Document »
-- start --
Formulario de última voluntad y testamento legal para personas divorciadas que no se han vuelto a casar con hijos menores
Note: This summary is not intended to be an all-inclusive
discussion of the law of wills in Oregon, but does contain basic and other
provisions. A discussion of handwritten wills is not included.
Who may make a will: Any person who is 18 years of
age or older or who has been lawfully married, and who is of sound mind,
may make a will. 112.225
Local law of state selected by testator controlling unless against
public policy: The meaning and legal effect
of a disposition in a will shall be determined by the local law of a particular
state selected by the testator in the instrument of the testator unless
the application of that law is contrary to the public policy of this state.
112.230
Execution of a will: A will shall be in writing
and shall be executed with the following formalities:
(1) The testator, in the presence of each of the witnesses, shall:
(a) Sign the will; or
(b) Direct one of the witnesses or some other person to sign thereon the name
of the testator; or
(c) Acknowledge the signature previously made on the
will by the testator or at the testator's direction.
(2) Any person who signs the name of the testator as provided in subsection (1)(b) of this
section shall sign the signer's own name on the will and write on the will
that the signer signed the name of the testator at the direction of the
testator.
(3) At least two witnesses shall each:
(a) See the testator sign
the will; or
(b) Hear the testator acknowledge the signature on the will;
and
(c) Attest the will by signing the witness' name to it.
(4) A will executed in compliance with the Uniform International Wills Act shall be deemed
to have complied with the formalities of this section. 112.235
Witness as beneficiary: A will attested by an
interested witness is not thereby invalidated. An interested witness is
one to whom is devised a personal and beneficial interest in the estate.
112.245
Validity of execution of a will:
(1) A will is lawfully executed if it is in writing, signed by or at the direction of
the testator and otherwise executed in accordance with the law of:
(a) This state at the time of execution or at the time of death of the testator;
or
(b) The domicile of the testator at the time of execution or at the time
of the testator's death; or
(c) The place of execution at the time of execution.
-- end --
Dataset section »
-- start --
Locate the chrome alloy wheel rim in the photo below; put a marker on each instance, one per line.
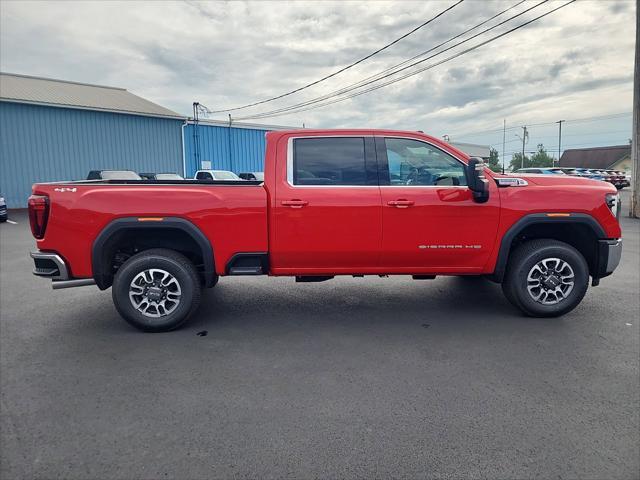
(155, 293)
(550, 281)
-- end --
Tasks to complete »
1 – According to the Oregon wills summary, how many witnesses must attest a will?
2 – From the Oregon wills summary, reproduce the passage between "(4) A will executed" and "in the estate.", inclusive.

Responses to the exercise »
1 – At least two witnesses.

2 –
(4) A will executed in compliance with the Uniform International Wills Act shall be deemed
to have complied with the formalities of this section. 112.235
Witness as beneficiary: A will attested by an
interested witness is not thereby invalidated. An interested witness is
one to whom is devised a personal and beneficial interest in the estate.